START TEXT UNDER STUDY

Formula 1’s Canadian Grand Prix could still be held on its scheduled date, albeit likely behind closed doors, though crucial decisions over entry measures and financial implications remain under discussion.
Formula 1 is currently due to compete at the Circuit Gilles Villeneuve, located on Montreal’s Ile Notre Dame, from June 11 to 13.
It is due to be Formula 1’s first visit outside of Europe or the Middle East since the pandemic began in March 2020, with last season’s Montreal round among many to be cancelled.
However the ongoing entry restrictions into Canada have complicated the situation because of the mandatory 14-day quarantine period – which Formula 1 is unable to serve due to the presence of the Azerbaijan Grand Prix the previous weekend.
“As far as holding the event closed off, as such, there is a way of holding it, in terms of public health, with very specific measures,” said Quebec Public Health Director Dr. Horacio Arruda during a press conference held on Tuesday.
“There are discussions ongoing between Quebec and Canada, there will be evaluations made in order to be able to do a risk analysis to see if there is a way of having a closed-off F1 [event] without causing any prejudice to public health. But the rest is being discussed by the federal government.”
Formula 1 teams have operated in bubbles since resuming activity in July 2020, with the strictest example being in Abu Dhabi last December, when a secure biosphere was created for the entire paddock on Yas Island.
On that occasion the whole paddock flew on chartered planes from Bahrain, where the previous event was held, and spent the week in specifically assigned hotels to ensure there was no interaction with local citizens.
However that was insufficient for authorities in Australia, with Melbourne’s round postponed from March to November, while China’s event – initially scheduled for last weekend – has been indefinitely pushed back and is unlikely to be rearranged.
If Formula 1 is granted an exemption regarding quarantine then organisers still have to consider the financial implications of a grand prix being held without spectators.

END TEXT UNDER STUDY
START DATA UNDER STUDY

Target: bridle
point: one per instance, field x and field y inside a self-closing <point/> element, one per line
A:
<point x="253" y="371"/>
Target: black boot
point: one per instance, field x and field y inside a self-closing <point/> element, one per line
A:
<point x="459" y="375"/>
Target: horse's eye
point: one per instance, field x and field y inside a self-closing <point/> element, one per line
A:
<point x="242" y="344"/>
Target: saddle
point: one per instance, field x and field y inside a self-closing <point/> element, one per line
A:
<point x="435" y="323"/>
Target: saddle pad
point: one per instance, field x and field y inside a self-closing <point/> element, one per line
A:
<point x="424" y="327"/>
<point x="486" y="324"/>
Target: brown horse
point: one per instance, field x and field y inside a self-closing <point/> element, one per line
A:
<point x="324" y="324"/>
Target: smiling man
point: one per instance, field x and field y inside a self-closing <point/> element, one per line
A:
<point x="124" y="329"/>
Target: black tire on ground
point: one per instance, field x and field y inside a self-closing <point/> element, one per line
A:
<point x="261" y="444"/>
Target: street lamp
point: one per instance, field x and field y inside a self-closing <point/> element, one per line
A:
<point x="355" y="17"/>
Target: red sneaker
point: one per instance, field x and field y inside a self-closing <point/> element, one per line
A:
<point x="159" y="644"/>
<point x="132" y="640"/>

END DATA UNDER STUDY

**TASK 1:**
Answer these about the article on the Canadian Grand Prix:
(a) On what dates is Formula 1 due to compete at the Circuit Gilles Villeneuve?
(b) Who is named as Quebec Public Health Director?
(c) From where did the paddock fly on chartered planes to Abu Dhabi?
**TASK 2:**
Reproduce the part of the article on the Canadian Grand Prix between "It is due to" and "the previous weekend.", inclusive.
**TASK 3:**
Resume the article on the Canadian Grand Prix after its final sentence.

**EXERCISE RESULT 1:**
(a) June 11 to 13
(b) Dr. Horacio Arruda
(c) Bahrain

**EXERCISE RESULT 2:**
It is due to be Formula 1’s first visit outside of Europe or the Middle East since the pandemic began in March 2020, with last season’s Montreal round among many to be cancelled.
However the ongoing entry restrictions into Canada have complicated the situation because of the mandatory 14-day quarantine period – which Formula 1 is unable to serve due to the presence of the Azerbaijan Grand Prix the previous weekend.

**EXERCISE RESULT 3:**
Canada’s Formula 1 event is financed across several government levels, as well as from private sources, but there will be limited economic benefit under current measures, particularly if spectators are not permitted access to the venue.
Local media has recently reported that the event promoter has requested additional funding from authorities in order to cover expected losses.
“We are told [that] because there won’t be any spectators there would have to be a compensation from the government, and we already have given quite a lot,” said Quebec Premier Francois Legault.
“The worry we have is if we don’t have the grand prix in 2021, what will happen in 2022, between 2022 and 2029, because let’s not forget the grand prix is the event where there’s about the most real economic [benefit] as that is money that comes from foreign lands and is spent here in Quebec.
“Of course we always make sure that the help that is given [to the event] is less to the real economic advantages in Quebec, and there’s no conclusions on that right now.”
Of the upcoming events no spectators will be allowed access to Imola or Baku due to restrictions in respective territories.
Under current measures, which remain fluid, a limited number of fans are due to be granted access in Portimao, Barcelona, Monaco and Paul Ricard.